To be done:
All of the data below must be repeated exactly.

Pointing dataset excerpts:
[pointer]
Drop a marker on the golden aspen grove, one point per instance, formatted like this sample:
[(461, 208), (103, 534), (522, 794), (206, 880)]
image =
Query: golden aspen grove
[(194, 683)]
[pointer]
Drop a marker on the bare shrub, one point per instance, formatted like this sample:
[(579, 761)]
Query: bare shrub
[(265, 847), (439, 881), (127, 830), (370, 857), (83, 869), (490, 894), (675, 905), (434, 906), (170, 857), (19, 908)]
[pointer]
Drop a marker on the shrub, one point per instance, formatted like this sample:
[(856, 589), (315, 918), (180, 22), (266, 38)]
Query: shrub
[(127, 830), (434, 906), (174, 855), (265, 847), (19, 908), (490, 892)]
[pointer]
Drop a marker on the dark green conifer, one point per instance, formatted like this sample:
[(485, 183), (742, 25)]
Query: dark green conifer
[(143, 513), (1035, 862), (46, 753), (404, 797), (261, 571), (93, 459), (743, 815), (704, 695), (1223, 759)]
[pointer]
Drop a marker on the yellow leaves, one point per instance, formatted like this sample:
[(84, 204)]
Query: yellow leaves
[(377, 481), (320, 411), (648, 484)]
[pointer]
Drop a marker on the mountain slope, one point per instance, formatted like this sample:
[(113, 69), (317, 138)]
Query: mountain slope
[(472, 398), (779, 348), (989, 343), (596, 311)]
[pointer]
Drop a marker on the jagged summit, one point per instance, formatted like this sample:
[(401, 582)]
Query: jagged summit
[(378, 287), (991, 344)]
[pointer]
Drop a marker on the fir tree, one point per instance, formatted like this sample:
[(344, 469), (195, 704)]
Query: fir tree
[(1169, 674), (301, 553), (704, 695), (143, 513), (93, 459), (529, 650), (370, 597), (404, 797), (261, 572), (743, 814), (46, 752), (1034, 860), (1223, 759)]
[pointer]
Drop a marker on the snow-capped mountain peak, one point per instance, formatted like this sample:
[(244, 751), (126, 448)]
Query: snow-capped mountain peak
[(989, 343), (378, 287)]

Completed task:
[pointer]
Drop a marker on the golden aspen grove, one point per instance, formatted like this sample:
[(461, 208), (103, 534), (522, 794), (206, 880)]
image =
Query: golden aspen grove
[(194, 683)]
[pointer]
Drop a marker on the bare shrub, one point per instance, formatted like this sample:
[(579, 761)]
Query: bare shrub
[(265, 847), (439, 881), (127, 830), (370, 857), (83, 869), (490, 894), (675, 905), (434, 906), (170, 857), (19, 908)]
[pointer]
Drop a marker on the shrub, one point per instance, formatted like this sample:
[(856, 589), (315, 918), (180, 22), (266, 38)]
Query: shrub
[(127, 830), (434, 906), (174, 855), (265, 847), (19, 908), (490, 892)]
[pointer]
Drop a marker on the dark green conifer, one point per instance, formatted like this sample:
[(485, 183), (742, 25)]
Query: dark green conifer
[(143, 513), (1035, 862), (46, 753), (404, 797), (261, 571), (93, 459), (743, 815), (704, 695), (1223, 759)]
[pointer]
Drop a marker on the yellow leaves, one point per instance, formatted like this sample:
[(84, 204)]
Query: yellow leaves
[(377, 481), (320, 411), (648, 484)]
[pointer]
Drop a marker on the mountain slope, one point per instance, formatted like this sample:
[(113, 69), (317, 138)]
Query: mountain slope
[(472, 398), (779, 348), (989, 343), (596, 311)]
[pointer]
Drop a marker on the jagged summit, one point per instance, formatted like this sample:
[(401, 582)]
Query: jagged summit
[(378, 287), (991, 344)]
[pointer]
Drop a marker on the fir tree, one point per instance, formatted like this sample:
[(344, 469), (195, 704)]
Query: fir tree
[(1169, 674), (301, 553), (704, 695), (143, 513), (93, 459), (529, 650), (370, 597), (404, 797), (261, 572), (743, 814), (46, 752), (1034, 860), (1223, 759)]
[pointer]
Drop a marker on the snow-capped mountain peak, one point per instance, formatted like this sample:
[(244, 751), (126, 448)]
Query: snow-capped mountain peak
[(989, 343), (378, 287)]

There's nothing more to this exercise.